Extrait du texte:
┏━━
Le nettoyage du Menzel et la préparation de la Zommita
Peu de temps avant le mariage les préparatifs commencent hâtivement chez les deux familles. Ils prennent une dimension collective, où se conjuguent les efforts des différentes familles de la houma dans une ambiance de participation spontanée, enthousiaste et  solidaire. Les femmes se rassemblent et s’occupent du nettoyage des alentours du houch et de la préparation de la provision du mariage constituée essentiellement de Zommita.

El barboura
Ce mot épouse deux significations selon l’usage en vigueur dans l’île. Le premier désigne la visite rituelle à l’un des oliviers se trouvant dans la maison du marié ou de la mariée. Cette visite s’organise durant les festivités du mariage traditionnel dans une période bien déterminée et avec un cérémonial bien précis. Le deuxième sens désigne le cortège formé par une ligne droite composée de jeunes garçons, de filles ou de femmes au nombre de 5 y compris le marié ou la mariée. Ils se tiennent debout les uns à côté des autres couvrant leurs têtes  par le drapé du Biskri qui descend en même temps sur leurs dos.



La teinture du henné
Cette tradition est considérée comme un rite de passage qui concerne aussi bien les enfants à l’occasion de leur circoncision, que les jeunes à l’occasion de leur mariage. L’usage du henné est limité chez les hommes à l’un des doigts de la main et parfois une partie de la paume. Il est à noter que la mariée, dans la plupart des régions de l’île, reçoit des cadeaux du marié lors de deux occasions El henna Essghira et El henna El Kbira.
┗━━
Listing fourni:
┏━━
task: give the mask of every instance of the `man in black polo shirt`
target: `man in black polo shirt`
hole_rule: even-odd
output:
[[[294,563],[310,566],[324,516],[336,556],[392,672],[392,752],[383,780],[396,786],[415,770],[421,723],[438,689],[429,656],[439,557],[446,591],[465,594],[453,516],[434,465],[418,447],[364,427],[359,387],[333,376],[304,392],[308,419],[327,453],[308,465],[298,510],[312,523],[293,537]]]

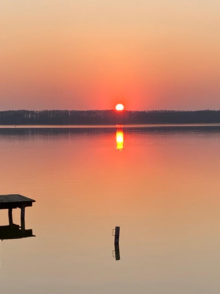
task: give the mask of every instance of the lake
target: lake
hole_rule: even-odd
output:
[[[0,128],[1,293],[218,294],[220,126],[83,126]]]

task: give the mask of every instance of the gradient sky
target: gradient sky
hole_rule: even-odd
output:
[[[220,108],[218,0],[1,0],[0,110]]]

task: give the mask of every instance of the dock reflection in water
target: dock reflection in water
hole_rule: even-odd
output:
[[[124,149],[124,132],[122,125],[116,125],[116,150],[122,151]]]

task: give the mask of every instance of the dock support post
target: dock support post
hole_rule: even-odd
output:
[[[25,223],[24,220],[25,212],[25,208],[21,207],[21,230],[25,229]]]
[[[114,235],[113,234],[113,232],[112,232],[112,235],[113,236],[115,236],[115,241],[114,243],[119,243],[119,234],[120,233],[120,227],[116,227],[115,229],[113,229],[113,230],[115,230],[115,234]]]
[[[12,209],[9,208],[9,225],[11,225],[13,224],[13,217],[12,217]]]

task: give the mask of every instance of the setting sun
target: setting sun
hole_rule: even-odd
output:
[[[122,104],[117,104],[115,107],[116,110],[121,111],[124,109],[124,106]]]

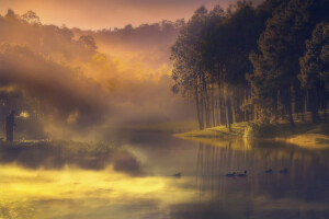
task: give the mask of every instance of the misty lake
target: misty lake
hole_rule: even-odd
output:
[[[125,152],[2,146],[0,218],[329,218],[328,150],[143,131],[114,143]]]

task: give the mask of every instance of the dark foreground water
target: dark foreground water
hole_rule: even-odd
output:
[[[147,132],[114,145],[2,146],[0,218],[329,218],[329,150]]]

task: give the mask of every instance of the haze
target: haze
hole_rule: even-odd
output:
[[[262,0],[253,0],[257,4]],[[235,0],[0,0],[0,13],[13,9],[22,14],[35,11],[45,24],[101,30],[189,19],[201,4],[223,8]]]

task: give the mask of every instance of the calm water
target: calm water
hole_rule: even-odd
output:
[[[1,148],[0,218],[329,218],[329,150],[147,132],[116,152],[69,145]]]

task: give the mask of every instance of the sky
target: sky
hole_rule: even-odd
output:
[[[262,0],[253,0],[260,2]],[[43,23],[84,30],[138,26],[162,20],[189,19],[200,5],[223,8],[236,0],[0,0],[0,13],[35,11]]]

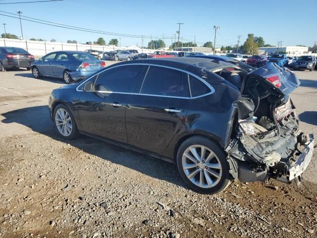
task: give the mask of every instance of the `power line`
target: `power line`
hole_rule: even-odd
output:
[[[16,2],[4,2],[0,4],[18,4],[18,3],[33,3],[34,2],[46,2],[47,1],[60,1],[64,0],[46,0],[43,1],[18,1]]]

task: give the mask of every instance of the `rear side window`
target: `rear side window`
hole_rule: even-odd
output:
[[[189,97],[187,75],[175,69],[151,66],[141,87],[140,93]]]
[[[97,91],[134,93],[146,68],[145,65],[125,65],[108,69],[100,73],[95,88]]]
[[[210,88],[197,78],[189,74],[189,77],[192,97],[198,97],[211,92]]]

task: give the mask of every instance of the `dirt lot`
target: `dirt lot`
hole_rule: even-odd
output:
[[[296,73],[301,127],[317,135],[317,71]],[[316,151],[300,187],[234,183],[199,194],[167,162],[83,136],[60,139],[47,102],[63,85],[0,73],[0,237],[316,237]]]

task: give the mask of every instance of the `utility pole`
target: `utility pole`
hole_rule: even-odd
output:
[[[6,24],[3,23],[2,25],[4,26],[4,35],[6,36],[6,32],[5,31],[5,25],[6,25]]]
[[[22,23],[21,23],[21,14],[22,13],[22,12],[21,11],[17,11],[17,13],[19,14],[19,18],[20,18],[20,26],[21,26],[21,34],[22,35],[22,39],[23,39],[23,32],[22,31]]]
[[[239,51],[239,43],[240,43],[240,38],[242,36],[238,36],[238,47],[237,47],[237,54],[238,54],[238,51]]]
[[[178,40],[177,41],[177,48],[178,48],[178,42],[179,42],[179,34],[180,34],[180,25],[184,25],[184,23],[178,23]]]
[[[220,29],[220,26],[213,26],[213,29],[214,29],[214,41],[213,41],[213,55],[214,55],[216,49],[216,33],[217,30]]]

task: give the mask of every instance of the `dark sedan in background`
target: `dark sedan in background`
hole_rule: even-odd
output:
[[[34,57],[22,48],[0,47],[0,71],[13,68],[26,68],[29,70],[34,61]]]
[[[106,66],[103,61],[81,51],[58,51],[48,54],[31,64],[33,77],[62,78],[67,84],[79,81]]]
[[[212,194],[234,179],[301,180],[314,140],[289,96],[299,84],[273,63],[249,72],[199,58],[138,60],[54,90],[49,107],[63,138],[81,133],[176,163],[187,184]]]

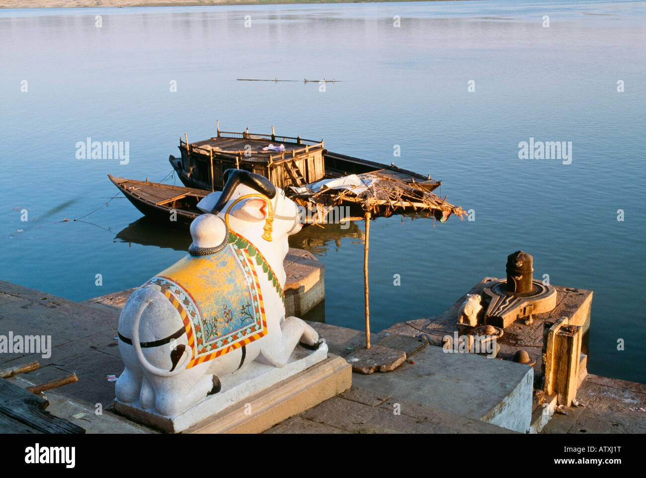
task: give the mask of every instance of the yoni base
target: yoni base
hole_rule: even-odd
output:
[[[222,390],[176,417],[114,400],[115,411],[167,433],[259,433],[349,388],[351,367],[326,344],[297,346],[282,368],[253,362],[221,377]]]

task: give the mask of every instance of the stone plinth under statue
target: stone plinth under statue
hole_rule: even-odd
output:
[[[221,379],[222,390],[176,417],[114,401],[115,411],[167,433],[260,433],[347,390],[351,367],[328,346],[298,346],[277,368],[255,361]]]

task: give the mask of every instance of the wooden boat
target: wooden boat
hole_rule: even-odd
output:
[[[133,205],[146,216],[172,227],[188,227],[202,214],[197,203],[208,191],[170,184],[136,181],[108,174]],[[174,214],[173,214],[174,211]],[[174,218],[175,220],[172,220]]]
[[[266,149],[269,145],[284,147],[284,151]],[[331,152],[323,141],[304,140],[300,136],[278,136],[220,131],[204,141],[189,143],[180,138],[181,156],[169,158],[173,169],[187,187],[209,191],[221,191],[222,174],[229,168],[245,169],[267,178],[278,187],[301,187],[322,179],[349,174],[379,172],[408,183],[414,183],[428,192],[439,187],[440,181],[417,172],[359,158]]]

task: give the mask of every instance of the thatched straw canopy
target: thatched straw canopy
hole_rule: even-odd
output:
[[[325,180],[287,191],[293,200],[307,208],[312,223],[325,222],[328,214],[340,213],[346,220],[363,219],[366,213],[373,218],[394,214],[433,217],[444,222],[452,214],[461,219],[465,213],[414,182],[404,182],[379,172],[352,174]],[[336,209],[335,209],[336,208]],[[350,218],[346,211],[349,211]]]

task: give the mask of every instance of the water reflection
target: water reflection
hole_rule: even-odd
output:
┗━━
Série de tâches:
- 1) Indiquez combien de lignes du listing contiennent la chaîne « thatched », en respectant la casse. Donnez uniquement le nombre.
- 2) Poursuivez le texte sur les coutumes du mariage traditionnel à partir de sa dernière phrase.

Réponses par tâche:
- 1) 2

- 2)
Le festin
Le festin se déroule généralement au cours du troisième, jour chez le marié. Après le coucher du soleil, on distribue la nourriture, cuisinée pas loin de la maison, aux invités qui s’assoient à califourchon  se préparant à manger.

El Mahfel
L’expression El Mahfel indique l’endroit en plein air, où la cérémonie nocturne du mariage a lieu ainsi que le spectacle musical que donne et anime souvent un groupe de tabbalâ avec leurs costumes typiques. Le groupe folklorique des tabbalâ comprend parfois d’autres membres ne jouant pas d’instruments, mais pratiquant la danse collective des Ezzgâra. Ils forment un cercle et chacun détient un gros bâton avec lequel il frappe tantôt le bâton de celui qui le suit tantôt celui qui le devance et ainsi de suite. La veillée se poursuit jusqu’à une heure tardive, dans une ambiance cordiale et plaisante.

El Jahfa et la Jelwa
Ce mot est attribué au cortège transportant la mariée de la maison familiale à la maison conjugale dans un palanquin  à dos de dromadaire. Une foule de proches et d’invités forme ce cortège. Au milieu, le dromadaire, les hommes et les enfants  en tête, les femmes et les filles à l’arrière. Ce cortège se déroule à une heure tardive dans la nuit qui sépare le deuxième et le troisième jour chez El Wahhabites, pendant le jour, précisément avant le coucher du soleil, chez les Mestawa.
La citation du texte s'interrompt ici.